Segment Start: Text

Developing their talents could take up to a year. Madame Claude was the ultimate control freak but there was one attribute she couldn’t assess for herself.
To ensure the girls were, as she put it, ‘tres bien au lit’ (good in bed), she had a team of ‘essayeurs’, or samplers, who paid for the privilege of providing carefully graded reports on how the girls performed between the sheets.
She styled her swans, too, dressing them in Yves Saint Laurent and providing them with Louis Vuitton luggage and Cartier watches — all of which were paid for out of their future earnings.
Madame Claude took a 30 per cent cut. Her girls were not prohibitively expensive in the early years but prices rocketed in the Seventies after the Arabs from oil-rich states arrived in Paris with limitless spending power.
Business became so successful that Claude was able to buy a small, discreet hotel which she turned into a 12-room brothel.
Clients would be greeted with a musical turn by a well-known New York pianist.

Segment End: Text

**Work request 1**
Rewrite the paragraph of the Madame Claude text that begins "Madame Claude took a 30 per cent cut" in shorter form, keeping its main facts.
**Work request 2**
According to the Madame Claude text, how many rooms did the brothel she made from a small hotel have?
**Work request 3**
From the Madame Claude text, return the part that opens with the words containing "Madame Claude took" and closes with "a 12-room brothel.".

Segment Start: Data to examine

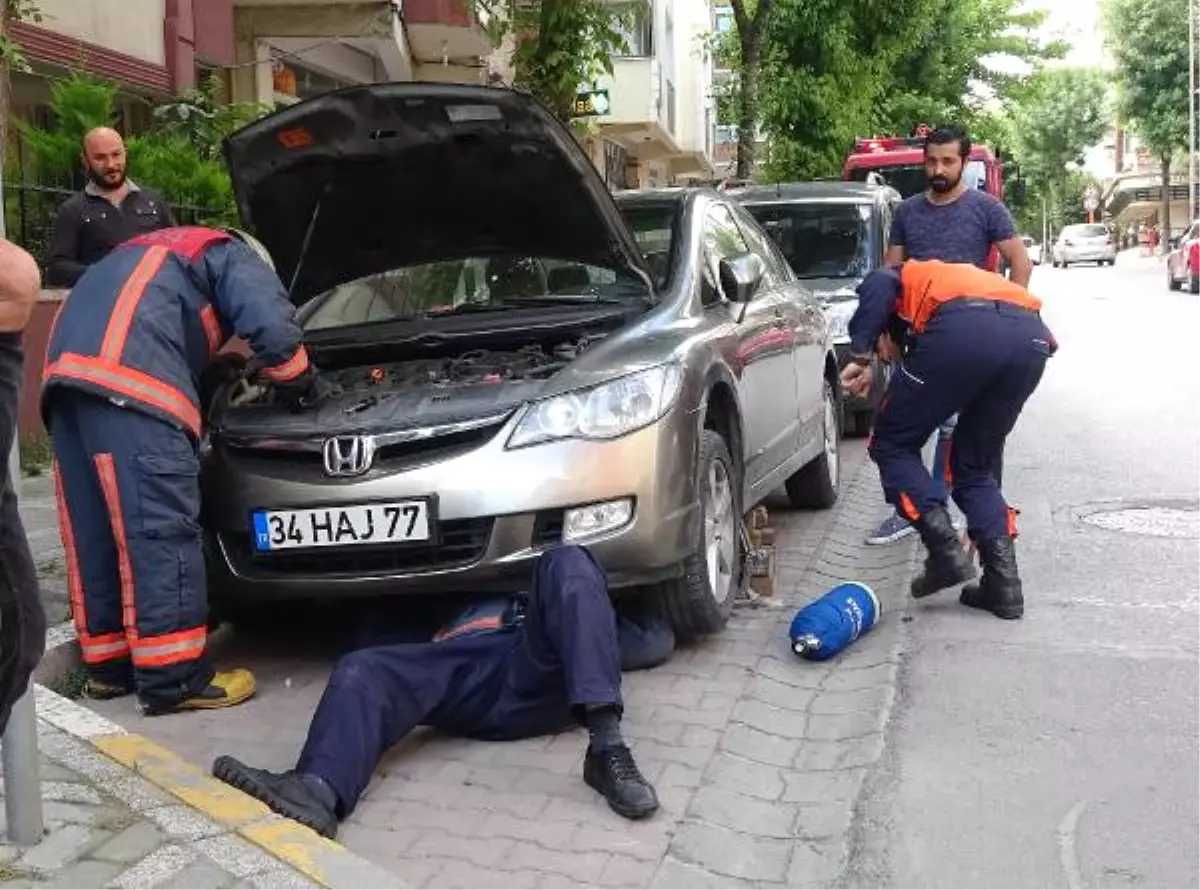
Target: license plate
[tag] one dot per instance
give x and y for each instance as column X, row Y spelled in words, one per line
column 399, row 522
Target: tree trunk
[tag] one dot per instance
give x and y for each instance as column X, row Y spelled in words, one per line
column 748, row 112
column 1164, row 214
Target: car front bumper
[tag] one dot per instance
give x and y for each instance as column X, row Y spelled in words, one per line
column 496, row 511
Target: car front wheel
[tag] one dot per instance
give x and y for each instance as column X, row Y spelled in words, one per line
column 816, row 485
column 700, row 602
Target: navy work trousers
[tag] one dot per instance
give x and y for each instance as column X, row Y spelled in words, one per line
column 981, row 359
column 129, row 515
column 513, row 684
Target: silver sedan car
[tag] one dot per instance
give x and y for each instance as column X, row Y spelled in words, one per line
column 517, row 360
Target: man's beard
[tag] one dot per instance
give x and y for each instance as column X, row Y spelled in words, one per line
column 102, row 182
column 942, row 184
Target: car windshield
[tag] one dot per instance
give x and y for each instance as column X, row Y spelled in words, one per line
column 473, row 284
column 653, row 226
column 910, row 179
column 820, row 240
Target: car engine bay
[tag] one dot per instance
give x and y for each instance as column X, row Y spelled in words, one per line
column 402, row 394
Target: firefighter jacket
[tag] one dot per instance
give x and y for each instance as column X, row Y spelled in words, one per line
column 913, row 293
column 142, row 325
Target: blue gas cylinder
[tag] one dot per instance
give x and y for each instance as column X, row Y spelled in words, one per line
column 826, row 626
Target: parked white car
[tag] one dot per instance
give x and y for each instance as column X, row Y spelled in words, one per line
column 1085, row 242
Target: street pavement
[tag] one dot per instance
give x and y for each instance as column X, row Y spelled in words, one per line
column 945, row 750
column 1061, row 751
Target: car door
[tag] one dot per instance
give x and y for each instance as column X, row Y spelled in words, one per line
column 807, row 323
column 762, row 356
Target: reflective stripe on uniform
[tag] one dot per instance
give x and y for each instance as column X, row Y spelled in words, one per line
column 95, row 648
column 289, row 370
column 127, row 382
column 127, row 304
column 169, row 648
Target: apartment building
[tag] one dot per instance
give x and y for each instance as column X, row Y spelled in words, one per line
column 660, row 120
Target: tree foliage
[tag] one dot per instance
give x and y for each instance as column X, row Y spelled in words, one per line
column 1149, row 41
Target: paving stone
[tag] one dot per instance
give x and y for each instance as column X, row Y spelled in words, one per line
column 759, row 780
column 741, row 812
column 58, row 849
column 839, row 755
column 756, row 745
column 817, row 861
column 731, row 853
column 673, row 875
column 82, row 876
column 202, row 875
column 131, row 845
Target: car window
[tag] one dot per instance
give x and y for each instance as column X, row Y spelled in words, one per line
column 820, row 240
column 723, row 240
column 775, row 266
column 473, row 284
column 654, row 227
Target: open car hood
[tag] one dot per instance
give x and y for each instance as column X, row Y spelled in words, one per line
column 406, row 174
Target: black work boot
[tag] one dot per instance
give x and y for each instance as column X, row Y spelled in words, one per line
column 612, row 771
column 305, row 799
column 999, row 590
column 947, row 563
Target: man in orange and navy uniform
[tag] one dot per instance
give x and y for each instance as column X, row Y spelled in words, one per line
column 966, row 342
column 120, row 400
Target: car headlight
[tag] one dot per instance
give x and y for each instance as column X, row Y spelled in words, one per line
column 605, row 412
column 838, row 316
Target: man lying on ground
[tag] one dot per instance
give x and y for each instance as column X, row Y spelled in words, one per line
column 532, row 667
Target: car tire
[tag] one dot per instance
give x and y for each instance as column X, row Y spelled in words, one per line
column 816, row 485
column 690, row 603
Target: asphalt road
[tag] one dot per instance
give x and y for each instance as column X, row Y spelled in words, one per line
column 1063, row 750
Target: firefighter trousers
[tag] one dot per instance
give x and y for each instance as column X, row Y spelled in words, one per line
column 510, row 684
column 129, row 505
column 981, row 359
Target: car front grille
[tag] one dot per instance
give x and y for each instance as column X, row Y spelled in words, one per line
column 462, row 542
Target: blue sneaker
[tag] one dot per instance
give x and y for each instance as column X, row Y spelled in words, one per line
column 891, row 530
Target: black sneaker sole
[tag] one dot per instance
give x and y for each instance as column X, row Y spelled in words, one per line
column 629, row 812
column 234, row 774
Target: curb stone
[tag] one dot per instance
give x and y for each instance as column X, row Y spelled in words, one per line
column 324, row 863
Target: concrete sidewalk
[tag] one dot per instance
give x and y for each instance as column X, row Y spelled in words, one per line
column 123, row 812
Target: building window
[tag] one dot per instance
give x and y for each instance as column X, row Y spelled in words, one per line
column 639, row 32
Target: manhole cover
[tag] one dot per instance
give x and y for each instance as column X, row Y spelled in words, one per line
column 1155, row 521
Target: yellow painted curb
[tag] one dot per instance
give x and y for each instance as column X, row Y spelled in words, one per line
column 322, row 860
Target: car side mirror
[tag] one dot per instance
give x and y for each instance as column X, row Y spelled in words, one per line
column 741, row 277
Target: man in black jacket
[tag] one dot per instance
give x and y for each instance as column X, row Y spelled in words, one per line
column 111, row 210
column 22, row 618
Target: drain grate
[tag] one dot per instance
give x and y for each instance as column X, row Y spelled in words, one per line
column 1151, row 521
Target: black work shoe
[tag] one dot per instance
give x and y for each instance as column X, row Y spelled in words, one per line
column 285, row 793
column 947, row 563
column 612, row 771
column 999, row 590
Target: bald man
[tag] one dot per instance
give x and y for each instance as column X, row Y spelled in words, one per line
column 22, row 619
column 111, row 209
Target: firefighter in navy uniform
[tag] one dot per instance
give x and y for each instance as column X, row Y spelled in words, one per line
column 120, row 398
column 965, row 341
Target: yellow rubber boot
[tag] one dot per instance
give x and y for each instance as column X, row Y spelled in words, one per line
column 227, row 689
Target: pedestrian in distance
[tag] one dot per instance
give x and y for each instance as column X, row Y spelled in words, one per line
column 22, row 617
column 963, row 341
column 955, row 223
column 514, row 668
column 121, row 401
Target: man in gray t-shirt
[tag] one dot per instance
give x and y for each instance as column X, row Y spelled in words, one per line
column 955, row 223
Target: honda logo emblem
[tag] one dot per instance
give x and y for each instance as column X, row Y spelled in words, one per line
column 348, row 455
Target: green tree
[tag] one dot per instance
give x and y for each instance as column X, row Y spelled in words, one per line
column 561, row 46
column 1149, row 41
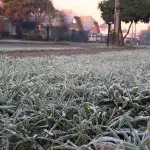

Segment End: Data to examine

**Output 1**
Madame Claude kept 30 percent of earnings. Her girls were fairly affordable at first, but prices soared in the Seventies when Arabs from oil-rich states came to Paris with limitless spending power.

**Output 2**
12 rooms.

**Output 3**
Madame Claude took a 30 per cent cut. Her girls were not prohibitively expensive in the early years but prices rocketed in the Seventies after the Arabs from oil-rich states arrived in Paris with limitless spending power.
Business became so successful that Claude was able to buy a small, discreet hotel which she turned into a 12-room brothel.